▸ Task to carry out
Would you please repeat exactly the lines from the one containing "73, row 595." to the end of the records, both included, and leave out the rest?

-------- Extracted data

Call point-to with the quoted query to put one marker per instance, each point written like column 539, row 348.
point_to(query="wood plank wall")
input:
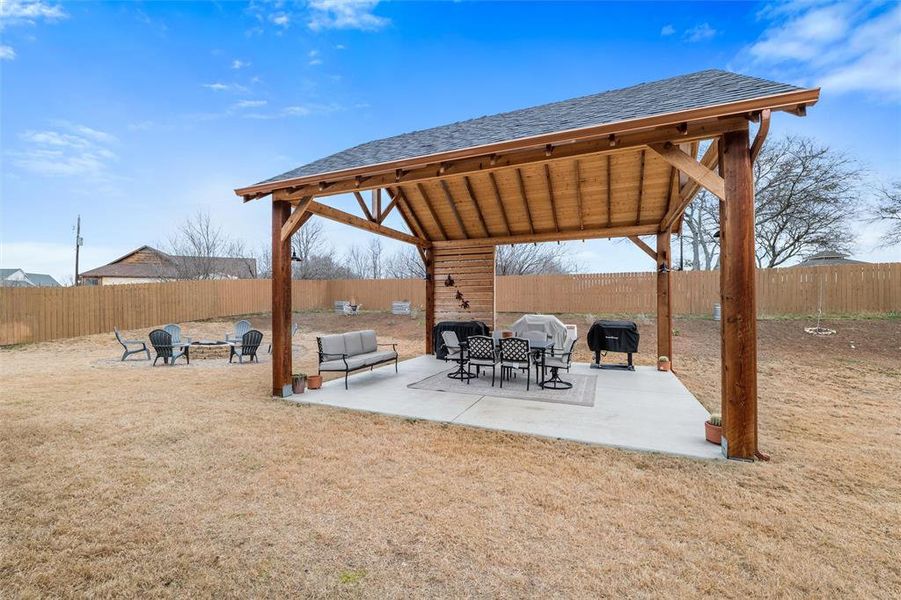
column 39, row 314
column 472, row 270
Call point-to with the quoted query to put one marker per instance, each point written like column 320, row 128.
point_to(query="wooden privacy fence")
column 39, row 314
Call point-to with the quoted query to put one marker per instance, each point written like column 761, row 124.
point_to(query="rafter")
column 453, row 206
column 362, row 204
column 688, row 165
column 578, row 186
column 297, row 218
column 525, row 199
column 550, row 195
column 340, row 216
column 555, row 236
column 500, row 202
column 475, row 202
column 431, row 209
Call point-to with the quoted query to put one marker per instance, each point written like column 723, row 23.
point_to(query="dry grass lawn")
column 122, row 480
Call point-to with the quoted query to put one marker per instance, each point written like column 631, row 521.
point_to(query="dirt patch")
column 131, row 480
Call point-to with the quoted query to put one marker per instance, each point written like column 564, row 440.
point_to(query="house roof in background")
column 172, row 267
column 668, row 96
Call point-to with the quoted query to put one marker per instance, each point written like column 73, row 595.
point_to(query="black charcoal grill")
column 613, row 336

----------------

▸ Response area
Call point-to with the quoted query to put one marker per instance, each point written like column 73, row 595.
point_to(query="black charcoal grill")
column 613, row 336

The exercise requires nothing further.